▶ _Task details_
Copy out nothing but the line containing "Could you please indicate the blue shutter" and the lines that follow it to the end of the entries, exactly as they stand.

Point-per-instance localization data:
☆ ☆ ☆
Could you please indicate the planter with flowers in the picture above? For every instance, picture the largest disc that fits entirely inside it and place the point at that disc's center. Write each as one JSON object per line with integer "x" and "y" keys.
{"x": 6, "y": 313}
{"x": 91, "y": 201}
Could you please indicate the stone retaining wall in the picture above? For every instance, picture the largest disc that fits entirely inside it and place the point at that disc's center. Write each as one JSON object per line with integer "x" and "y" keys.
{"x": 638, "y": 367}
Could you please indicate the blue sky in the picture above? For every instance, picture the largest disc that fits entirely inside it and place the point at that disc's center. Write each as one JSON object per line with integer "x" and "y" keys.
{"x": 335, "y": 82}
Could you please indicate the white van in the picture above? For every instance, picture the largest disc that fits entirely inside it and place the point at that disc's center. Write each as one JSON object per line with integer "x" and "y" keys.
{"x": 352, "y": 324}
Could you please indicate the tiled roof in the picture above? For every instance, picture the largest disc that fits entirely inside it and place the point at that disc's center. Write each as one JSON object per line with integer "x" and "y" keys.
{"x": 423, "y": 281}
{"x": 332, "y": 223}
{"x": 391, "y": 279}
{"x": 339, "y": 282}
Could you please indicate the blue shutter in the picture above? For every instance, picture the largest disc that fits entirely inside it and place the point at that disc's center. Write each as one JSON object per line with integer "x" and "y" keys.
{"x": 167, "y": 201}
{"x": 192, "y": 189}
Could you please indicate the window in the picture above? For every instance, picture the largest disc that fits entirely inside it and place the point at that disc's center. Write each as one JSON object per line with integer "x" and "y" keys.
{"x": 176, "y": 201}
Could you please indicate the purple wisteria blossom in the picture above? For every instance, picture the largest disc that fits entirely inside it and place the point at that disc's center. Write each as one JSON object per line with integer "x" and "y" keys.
☆ ☆ ☆
▶ _Response to this exercise_
Could you please indicate the blue shutter in the picture above? For every instance, picture the largest disc that fits entirely inside it and place the point at that disc's center. Write each as one JSON object per line with integer "x" and "y" keys.
{"x": 167, "y": 201}
{"x": 192, "y": 189}
Could you please indicate the window in the picture above? For every instance, picture the largest disc that fits entirely inside it and place the point at that disc's center. Write each as one JSON object per line with integer "x" and "y" keys.
{"x": 176, "y": 201}
Could you please indicate the purple wisteria blossom in the picture above? For every instance, picture the largest disc that fits entirely inside it and place the point at that disc's center. Write each as one JSON object per line with integer "x" and "y" keys.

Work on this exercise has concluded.